[Begin Quoted text]

The State of Damascus (;  ) was one of the six states established by the French General Henri Gouraud in the French Mandate of Syria which followed the San Remo conference of 1920 and the defeat of King Faisal's short-lived monarchy in Syria.

The other states were the State of Aleppo (1920), the State of Alawites (1920), the State of Jabal Druze (1921), and The Sanjak of Alexandretta (1921). The State of Greater Lebanon (1920) became later the modern country of Lebanon.

Establishment 

The State of Damascus was declared by the French General Henri Gouraud on 3 September 1920, with Damascus as its capital. The first president of the new state was Haqqi Al-Azm. The state of Damascus included Damascus and its surrounding region, in addition to the cities of Homs, Hama and the Orontes river valley.

The new Damascus state lost four Qada's (sub-districts) that had been part of the Vilayet (district) of Damascus during Ottoman times to the mainly Christian Mount Lebanon to create the new State of Greater Lebanon. The territory separated from Damascus corresponds today to the Biqa' valley plus south Lebanon. Damascus, and later Syria, continuously protested the separation of these lands and kept demanding them back throughout the mandate period. The population of these regions, which was mainly Muslim, also protested the separation from Damascus.

[End Quoted text]
[Begin Material]

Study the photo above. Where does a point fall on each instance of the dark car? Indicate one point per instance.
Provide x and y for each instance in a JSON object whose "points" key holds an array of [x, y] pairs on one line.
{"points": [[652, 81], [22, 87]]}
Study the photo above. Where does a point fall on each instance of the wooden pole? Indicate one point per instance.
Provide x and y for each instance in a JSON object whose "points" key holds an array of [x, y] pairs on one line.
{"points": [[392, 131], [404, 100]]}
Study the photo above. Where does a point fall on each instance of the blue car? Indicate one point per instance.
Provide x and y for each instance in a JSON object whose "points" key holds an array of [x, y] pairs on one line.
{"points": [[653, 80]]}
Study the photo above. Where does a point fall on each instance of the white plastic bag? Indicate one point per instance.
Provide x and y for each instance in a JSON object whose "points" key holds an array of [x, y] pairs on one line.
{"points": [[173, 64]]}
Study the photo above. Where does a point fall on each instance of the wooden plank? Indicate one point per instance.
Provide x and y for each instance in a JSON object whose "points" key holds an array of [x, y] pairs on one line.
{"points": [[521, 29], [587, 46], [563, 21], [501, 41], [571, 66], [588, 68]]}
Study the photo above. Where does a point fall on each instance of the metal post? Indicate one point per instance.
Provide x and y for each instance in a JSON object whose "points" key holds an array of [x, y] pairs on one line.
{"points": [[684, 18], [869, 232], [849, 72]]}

[End Material]
[Begin Material]

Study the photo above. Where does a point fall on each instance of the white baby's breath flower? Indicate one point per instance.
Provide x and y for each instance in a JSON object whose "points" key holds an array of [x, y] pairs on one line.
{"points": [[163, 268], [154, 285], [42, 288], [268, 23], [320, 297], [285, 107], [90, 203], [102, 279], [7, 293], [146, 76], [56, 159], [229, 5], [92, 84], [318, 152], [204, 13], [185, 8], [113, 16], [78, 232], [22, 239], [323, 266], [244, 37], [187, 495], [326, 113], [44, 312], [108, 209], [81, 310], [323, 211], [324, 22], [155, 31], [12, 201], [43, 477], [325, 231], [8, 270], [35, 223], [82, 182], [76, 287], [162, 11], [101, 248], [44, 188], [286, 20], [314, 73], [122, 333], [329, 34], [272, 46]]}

[End Material]

• [Written request]: Go on with the State of Damascus passage above, beginning right after its final sentence.

• [Output for this exercise]:
Syrian Federation and the State of Syria 
On 28 June 1922, general Gouraud announced the Syrian Federation which included the states of Damascus, Aleppo, and the Alawite state. In 1924, the Alawite State was separated again. The Syrian Federation became the State of Syria on 1 January 1925.

Population

See also 
French Mandate of Syria
State of Alawites
Jabal el Druze (state)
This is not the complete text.